Was es braucht, damit Wandel gelingt

Gegenwärtig beschäftigen sich viele Führungsetagen damit, wie ihre Organisationen agiler werden können. Sich schnell und flexibel an Veränderungen anzupassen, gilt als Voraussetzung, um die Folgen des digitalen Wandels zu bewältigen. Dafür notwendige Strukturen und eine entsprechende Arbeitskultur einzuführen, braucht jedoch Zeit. Und auch nicht alle Bereiche profitieren gleichermaßen von mehr Agilität. Unternehmen sollten deshalb differenziert vorgehen und genau prüfen, ob und in welchen Bereichen sie sich agiler aufstellen wollen.

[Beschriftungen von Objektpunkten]

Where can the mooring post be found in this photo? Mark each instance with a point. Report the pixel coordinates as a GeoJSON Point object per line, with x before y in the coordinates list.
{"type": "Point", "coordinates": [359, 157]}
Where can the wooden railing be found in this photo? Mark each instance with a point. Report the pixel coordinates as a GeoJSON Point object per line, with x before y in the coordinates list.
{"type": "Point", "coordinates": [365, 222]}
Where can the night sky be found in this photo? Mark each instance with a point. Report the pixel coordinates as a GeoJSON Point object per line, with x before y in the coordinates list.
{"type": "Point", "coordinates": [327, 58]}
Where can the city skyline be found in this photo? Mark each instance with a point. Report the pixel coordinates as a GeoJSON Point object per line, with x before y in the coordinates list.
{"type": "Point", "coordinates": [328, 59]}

**AUFGABE:** Zitiere aus dem Textauszug über Agilität in Organisationen den Abschnitt von "Was es braucht, damit" bis "agiler aufstellen wollen.". Die Datensätze stammen aus einer anderen Quelle.

**ANTWORT:**
Was es braucht, damit Wandel gelingt

Gegenwärtig beschäftigen sich viele Führungsetagen damit, wie ihre Organisationen agiler werden können. Sich schnell und flexibel an Veränderungen anzupassen, gilt als Voraussetzung, um die Folgen des digitalen Wandels zu bewältigen. Dafür notwendige Strukturen und eine entsprechende Arbeitskultur einzuführen, braucht jedoch Zeit. Und auch nicht alle Bereiche profitieren gleichermaßen von mehr Agilität. Unternehmen sollten deshalb differenziert vorgehen und genau prüfen, ob und in welchen Bereichen sie sich agiler aufstellen wollen.